Work to complete
Please reproduce, word for word, the stretch of the background-check article that begins with the words containing "You might ask" and ends with "us ever were.)".

Excerpted text
+++

Comprehensive Background Checks
Advanced Background Check
A comprehensive background check includes a search of all your court records and vital statistics over the course of your life, including criminal records, civil court documents, your address history, financial reports, property filings and even research on your relatives, neighbors and other associates.
You might ask yourself why anyone would need that kind of advanced background check, and the answer usually is, they don’t. That’s why most background checks aren’t that thorough or invasive, however you want to look at it. What you need to realize is that potential employers or other business associates can and will search your detailed personal background, if it’s important enough to them. For the most part, it’s a matter of how much money they want to spend, to know everything there is to know about you.
The point being, you’re not anonymous anymore. (That’s if any of us ever were.)
What you did in college could end up in a comprehensive background check. The i.p. address you use and what you said on the homepage of your favorite social networking site could end up in a comprehensive background check. Anything you say can and will be used against you, at least by people wanting to know whether they should hire you for a lucratice job.
The all-seeing eye is out there and it has many names: Google, Intellius and US Search, just to name a few. Of course, state and local criminal databases, along with the FBI criminal database, are big parts of a background search.
Luckily, it gets a little expensive to do paid lookups of everybody in your life, and only the most fastidious companies, with the most sensitive jobs to offer, are likely to dig too deep into your personal life. Sure, politicians and celebrities gets the full treatment, but they’re playing on a whole other level than you and I.
Rear Window
That’s why one of my favorite old movies is Alfred Hitchcock’s 1954 “Rear Window”, about Jimmy Stewart and Gracy Kelly trying to solve a murder from a New York City apartment. Stewart plays a photographer who is wheelchair-bound due to a broken leg (in a long cast), who uses his high-power camera to spy on the neighbors in the apartment complex.

+++

Given entries
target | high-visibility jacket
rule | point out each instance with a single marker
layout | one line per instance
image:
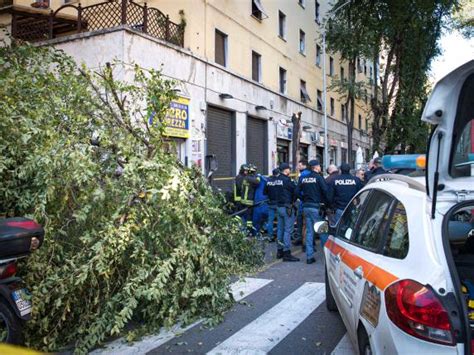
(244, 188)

+++

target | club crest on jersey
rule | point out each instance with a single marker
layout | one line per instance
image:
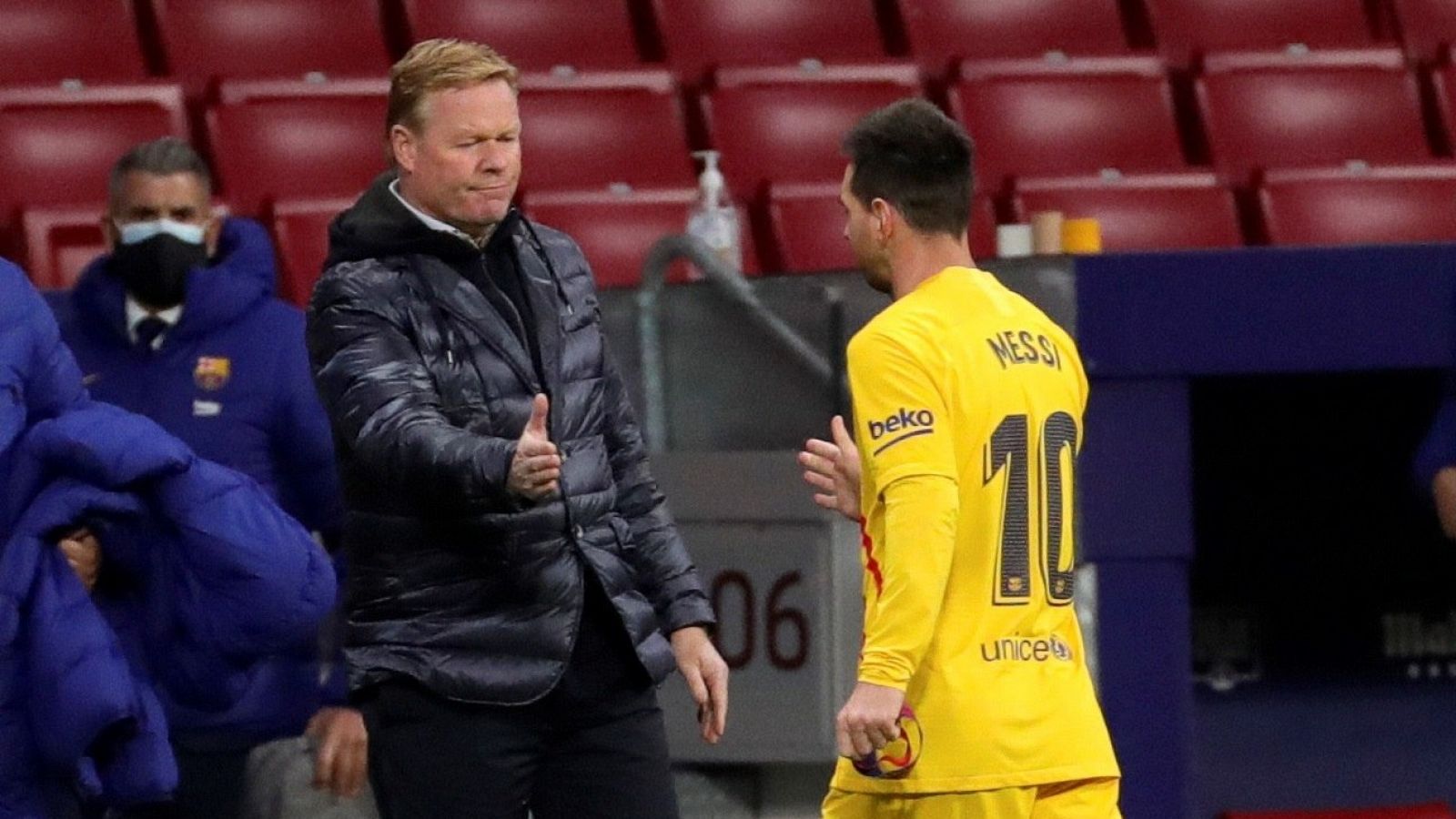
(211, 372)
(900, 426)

+++

Full response
You might ask yourself why anyone would need that kind of advanced background check, and the answer usually is, they don’t. That’s why most background checks aren’t that thorough or invasive, however you want to look at it. What you need to realize is that potential employers or other business associates can and will search your detailed personal background, if it’s important enough to them. For the most part, it’s a matter of how much money they want to spend, to know everything there is to know about you.
The point being, you’re not anonymous anymore. (That’s if any of us ever were.)